= Prompt =
There is material below. Print exactly the lines starting at the line with "clear blue sky" and ending at the line with "find: beach shadow", ends included, and no others.
*** Input data
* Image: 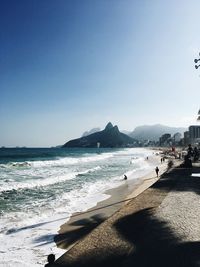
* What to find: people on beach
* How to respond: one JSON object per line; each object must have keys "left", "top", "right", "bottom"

{"left": 45, "top": 254, "right": 55, "bottom": 267}
{"left": 161, "top": 158, "right": 163, "bottom": 163}
{"left": 146, "top": 156, "right": 148, "bottom": 160}
{"left": 155, "top": 166, "right": 159, "bottom": 177}
{"left": 194, "top": 146, "right": 199, "bottom": 162}
{"left": 188, "top": 144, "right": 193, "bottom": 157}
{"left": 124, "top": 174, "right": 127, "bottom": 180}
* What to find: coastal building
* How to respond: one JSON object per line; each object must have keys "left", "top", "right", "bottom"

{"left": 159, "top": 133, "right": 171, "bottom": 146}
{"left": 183, "top": 131, "right": 190, "bottom": 146}
{"left": 173, "top": 132, "right": 182, "bottom": 145}
{"left": 189, "top": 125, "right": 200, "bottom": 145}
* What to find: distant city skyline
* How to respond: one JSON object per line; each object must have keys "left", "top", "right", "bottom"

{"left": 1, "top": 0, "right": 200, "bottom": 147}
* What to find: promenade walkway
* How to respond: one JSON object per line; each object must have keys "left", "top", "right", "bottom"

{"left": 52, "top": 163, "right": 200, "bottom": 267}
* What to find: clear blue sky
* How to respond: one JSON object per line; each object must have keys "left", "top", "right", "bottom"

{"left": 1, "top": 0, "right": 200, "bottom": 147}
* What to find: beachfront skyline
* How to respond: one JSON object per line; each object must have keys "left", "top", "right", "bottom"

{"left": 1, "top": 0, "right": 200, "bottom": 147}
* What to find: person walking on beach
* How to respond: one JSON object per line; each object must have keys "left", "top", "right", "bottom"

{"left": 124, "top": 174, "right": 127, "bottom": 180}
{"left": 155, "top": 166, "right": 159, "bottom": 177}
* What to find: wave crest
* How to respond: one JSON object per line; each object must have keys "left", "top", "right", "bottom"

{"left": 0, "top": 153, "right": 113, "bottom": 169}
{"left": 0, "top": 166, "right": 101, "bottom": 192}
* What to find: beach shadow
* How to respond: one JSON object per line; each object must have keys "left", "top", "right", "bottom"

{"left": 114, "top": 208, "right": 200, "bottom": 267}
{"left": 33, "top": 233, "right": 55, "bottom": 247}
{"left": 153, "top": 166, "right": 200, "bottom": 195}
{"left": 5, "top": 216, "right": 67, "bottom": 235}
{"left": 54, "top": 213, "right": 106, "bottom": 249}
{"left": 53, "top": 208, "right": 200, "bottom": 267}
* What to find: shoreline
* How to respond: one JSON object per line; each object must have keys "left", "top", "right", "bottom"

{"left": 52, "top": 161, "right": 200, "bottom": 267}
{"left": 54, "top": 153, "right": 168, "bottom": 253}
{"left": 1, "top": 147, "right": 168, "bottom": 267}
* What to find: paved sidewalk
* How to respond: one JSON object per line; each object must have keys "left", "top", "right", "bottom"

{"left": 52, "top": 164, "right": 200, "bottom": 267}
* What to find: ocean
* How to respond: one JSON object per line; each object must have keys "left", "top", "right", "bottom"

{"left": 0, "top": 147, "right": 155, "bottom": 266}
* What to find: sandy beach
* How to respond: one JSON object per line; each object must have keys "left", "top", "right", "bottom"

{"left": 54, "top": 153, "right": 169, "bottom": 253}
{"left": 50, "top": 157, "right": 197, "bottom": 267}
{"left": 1, "top": 147, "right": 164, "bottom": 267}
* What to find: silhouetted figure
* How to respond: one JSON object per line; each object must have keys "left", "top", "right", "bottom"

{"left": 168, "top": 160, "right": 174, "bottom": 169}
{"left": 182, "top": 155, "right": 192, "bottom": 168}
{"left": 155, "top": 167, "right": 159, "bottom": 177}
{"left": 188, "top": 144, "right": 193, "bottom": 157}
{"left": 45, "top": 254, "right": 55, "bottom": 267}
{"left": 161, "top": 158, "right": 163, "bottom": 163}
{"left": 124, "top": 174, "right": 127, "bottom": 180}
{"left": 146, "top": 156, "right": 148, "bottom": 160}
{"left": 193, "top": 147, "right": 199, "bottom": 162}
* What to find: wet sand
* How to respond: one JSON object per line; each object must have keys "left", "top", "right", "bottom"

{"left": 51, "top": 159, "right": 192, "bottom": 267}
{"left": 54, "top": 155, "right": 168, "bottom": 251}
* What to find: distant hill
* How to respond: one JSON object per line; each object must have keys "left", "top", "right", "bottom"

{"left": 82, "top": 127, "right": 101, "bottom": 137}
{"left": 63, "top": 122, "right": 137, "bottom": 148}
{"left": 129, "top": 124, "right": 187, "bottom": 141}
{"left": 121, "top": 130, "right": 132, "bottom": 136}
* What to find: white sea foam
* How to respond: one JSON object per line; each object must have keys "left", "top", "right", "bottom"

{"left": 0, "top": 179, "right": 117, "bottom": 267}
{"left": 0, "top": 166, "right": 101, "bottom": 192}
{"left": 29, "top": 153, "right": 113, "bottom": 168}
{"left": 0, "top": 153, "right": 113, "bottom": 170}
{"left": 192, "top": 173, "right": 200, "bottom": 177}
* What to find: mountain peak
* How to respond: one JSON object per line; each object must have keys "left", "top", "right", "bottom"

{"left": 113, "top": 125, "right": 119, "bottom": 132}
{"left": 63, "top": 122, "right": 136, "bottom": 148}
{"left": 105, "top": 122, "right": 113, "bottom": 131}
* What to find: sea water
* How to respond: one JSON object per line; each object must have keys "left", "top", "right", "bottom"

{"left": 0, "top": 147, "right": 155, "bottom": 266}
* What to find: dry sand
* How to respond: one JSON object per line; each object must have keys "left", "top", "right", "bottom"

{"left": 54, "top": 154, "right": 168, "bottom": 252}
{"left": 50, "top": 158, "right": 193, "bottom": 267}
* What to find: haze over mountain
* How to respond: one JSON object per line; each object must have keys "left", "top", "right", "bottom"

{"left": 81, "top": 124, "right": 187, "bottom": 142}
{"left": 82, "top": 128, "right": 101, "bottom": 137}
{"left": 63, "top": 122, "right": 136, "bottom": 148}
{"left": 129, "top": 124, "right": 187, "bottom": 141}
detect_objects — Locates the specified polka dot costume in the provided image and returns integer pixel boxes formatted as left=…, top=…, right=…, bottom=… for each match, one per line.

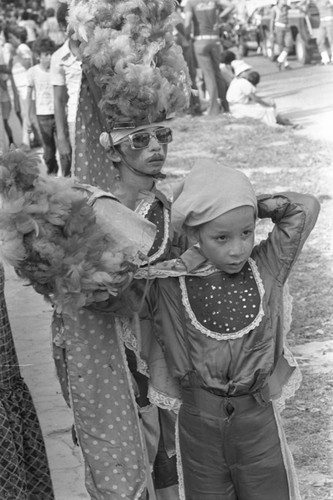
******
= Exercise output =
* What to find: clear blue sky
* How to respond: one JSON object per line; each object must have keys "left", "top", "right", "bottom"

{"left": 1, "top": 0, "right": 200, "bottom": 147}
* What to find: beachfront skyline
* How to respond: one JSON object per line; each object must have keys "left", "top", "right", "bottom"

{"left": 1, "top": 0, "right": 200, "bottom": 147}
* What to find: person walking on beach
* How to respond: one JSON object per line; each object must have keys "left", "top", "right", "bottom"

{"left": 124, "top": 174, "right": 127, "bottom": 180}
{"left": 155, "top": 166, "right": 159, "bottom": 177}
* What to find: wave crest
* How to respond: one JSON object per line; each object must have keys "left", "top", "right", "bottom"

{"left": 0, "top": 153, "right": 113, "bottom": 169}
{"left": 0, "top": 166, "right": 101, "bottom": 192}
* What to find: beach shadow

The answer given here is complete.